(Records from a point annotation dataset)
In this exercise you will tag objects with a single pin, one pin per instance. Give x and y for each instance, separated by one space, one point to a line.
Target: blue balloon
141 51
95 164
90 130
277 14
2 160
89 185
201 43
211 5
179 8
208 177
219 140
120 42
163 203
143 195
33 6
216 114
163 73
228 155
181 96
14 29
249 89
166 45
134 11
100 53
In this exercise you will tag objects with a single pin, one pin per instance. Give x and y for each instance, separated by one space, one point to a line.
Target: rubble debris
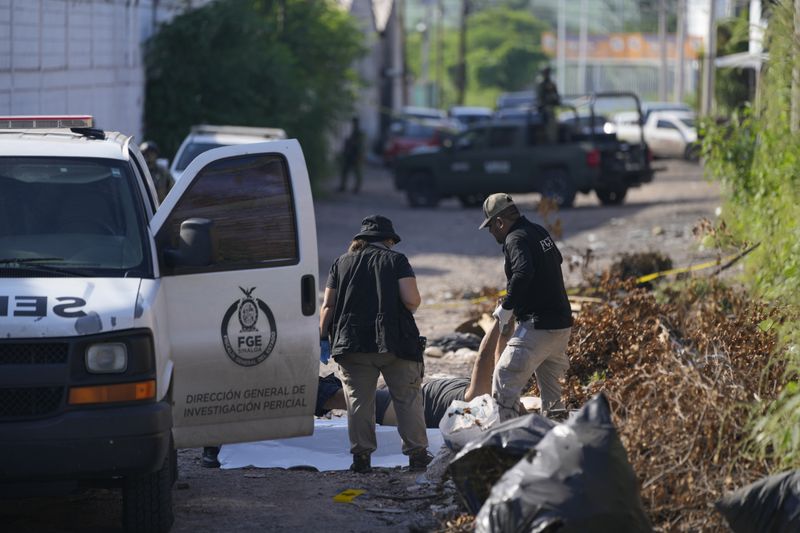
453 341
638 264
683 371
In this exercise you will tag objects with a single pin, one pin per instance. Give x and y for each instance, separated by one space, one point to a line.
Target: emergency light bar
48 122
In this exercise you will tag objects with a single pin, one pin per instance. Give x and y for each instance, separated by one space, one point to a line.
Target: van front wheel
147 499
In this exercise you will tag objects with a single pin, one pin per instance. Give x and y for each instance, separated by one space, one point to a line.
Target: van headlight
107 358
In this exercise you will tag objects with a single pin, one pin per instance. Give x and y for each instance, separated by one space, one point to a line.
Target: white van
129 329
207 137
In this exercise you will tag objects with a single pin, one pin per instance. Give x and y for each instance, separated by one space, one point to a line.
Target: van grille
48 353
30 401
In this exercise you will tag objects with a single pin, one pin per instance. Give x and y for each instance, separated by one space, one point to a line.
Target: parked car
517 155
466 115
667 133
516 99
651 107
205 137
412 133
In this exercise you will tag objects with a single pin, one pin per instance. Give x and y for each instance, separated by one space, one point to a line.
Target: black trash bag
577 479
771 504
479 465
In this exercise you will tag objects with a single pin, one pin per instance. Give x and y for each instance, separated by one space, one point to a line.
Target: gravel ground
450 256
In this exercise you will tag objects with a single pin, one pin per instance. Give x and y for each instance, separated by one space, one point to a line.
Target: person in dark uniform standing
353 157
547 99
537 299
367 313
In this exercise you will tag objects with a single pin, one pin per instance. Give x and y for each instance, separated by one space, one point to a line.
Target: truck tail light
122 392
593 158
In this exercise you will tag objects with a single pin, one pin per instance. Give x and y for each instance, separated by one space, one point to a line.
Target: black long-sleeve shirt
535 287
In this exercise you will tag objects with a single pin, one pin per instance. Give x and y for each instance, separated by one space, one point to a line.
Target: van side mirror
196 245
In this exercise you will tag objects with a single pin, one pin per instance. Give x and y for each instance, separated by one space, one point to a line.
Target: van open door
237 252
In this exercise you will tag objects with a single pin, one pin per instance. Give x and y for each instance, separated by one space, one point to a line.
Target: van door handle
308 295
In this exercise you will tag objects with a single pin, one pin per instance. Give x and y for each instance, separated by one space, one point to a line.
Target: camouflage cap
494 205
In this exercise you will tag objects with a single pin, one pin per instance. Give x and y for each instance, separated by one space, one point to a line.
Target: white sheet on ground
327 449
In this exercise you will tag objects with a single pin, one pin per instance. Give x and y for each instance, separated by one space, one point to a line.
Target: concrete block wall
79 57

---

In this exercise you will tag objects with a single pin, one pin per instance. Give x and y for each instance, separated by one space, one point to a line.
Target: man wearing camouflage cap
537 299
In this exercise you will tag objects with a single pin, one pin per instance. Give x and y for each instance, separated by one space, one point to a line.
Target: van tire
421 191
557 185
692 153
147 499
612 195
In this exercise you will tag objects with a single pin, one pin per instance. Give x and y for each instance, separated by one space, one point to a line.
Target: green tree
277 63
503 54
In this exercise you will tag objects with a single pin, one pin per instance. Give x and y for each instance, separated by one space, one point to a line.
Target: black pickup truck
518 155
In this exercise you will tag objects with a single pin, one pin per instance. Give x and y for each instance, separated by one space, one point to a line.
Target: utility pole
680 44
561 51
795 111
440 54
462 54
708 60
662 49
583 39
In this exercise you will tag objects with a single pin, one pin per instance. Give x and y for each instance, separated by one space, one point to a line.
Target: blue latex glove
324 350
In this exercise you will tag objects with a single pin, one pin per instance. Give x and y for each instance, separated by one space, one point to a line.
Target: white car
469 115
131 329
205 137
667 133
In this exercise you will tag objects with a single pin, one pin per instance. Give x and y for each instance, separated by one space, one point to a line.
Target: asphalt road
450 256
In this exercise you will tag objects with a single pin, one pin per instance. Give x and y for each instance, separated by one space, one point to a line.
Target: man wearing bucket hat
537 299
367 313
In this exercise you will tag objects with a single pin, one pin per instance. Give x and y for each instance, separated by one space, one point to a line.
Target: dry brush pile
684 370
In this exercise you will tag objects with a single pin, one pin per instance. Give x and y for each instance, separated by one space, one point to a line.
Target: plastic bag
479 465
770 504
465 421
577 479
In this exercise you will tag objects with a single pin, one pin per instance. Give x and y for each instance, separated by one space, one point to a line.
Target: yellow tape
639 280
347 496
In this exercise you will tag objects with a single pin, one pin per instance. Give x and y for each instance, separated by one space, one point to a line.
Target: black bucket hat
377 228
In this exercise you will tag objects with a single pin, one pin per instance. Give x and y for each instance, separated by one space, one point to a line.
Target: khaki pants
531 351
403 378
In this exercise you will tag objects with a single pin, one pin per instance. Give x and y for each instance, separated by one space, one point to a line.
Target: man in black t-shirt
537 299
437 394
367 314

--

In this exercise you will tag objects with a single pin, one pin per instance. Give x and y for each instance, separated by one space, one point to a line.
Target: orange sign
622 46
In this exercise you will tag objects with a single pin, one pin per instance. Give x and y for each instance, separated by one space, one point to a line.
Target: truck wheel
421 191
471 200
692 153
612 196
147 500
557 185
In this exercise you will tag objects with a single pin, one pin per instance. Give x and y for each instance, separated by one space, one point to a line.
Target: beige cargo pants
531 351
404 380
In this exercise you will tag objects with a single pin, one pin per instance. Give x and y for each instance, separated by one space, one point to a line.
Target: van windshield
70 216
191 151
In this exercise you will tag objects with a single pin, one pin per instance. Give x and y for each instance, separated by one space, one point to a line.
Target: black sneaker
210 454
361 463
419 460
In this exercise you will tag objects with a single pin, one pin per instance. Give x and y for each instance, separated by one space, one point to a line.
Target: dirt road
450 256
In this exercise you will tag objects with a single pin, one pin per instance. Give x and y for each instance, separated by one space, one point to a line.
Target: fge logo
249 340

- **The problem**: Which lines in the records above contain the word "white"? Copy out each of them.

- **Worked answer**:
Target: white van
Target: white sheet on ground
Target: white car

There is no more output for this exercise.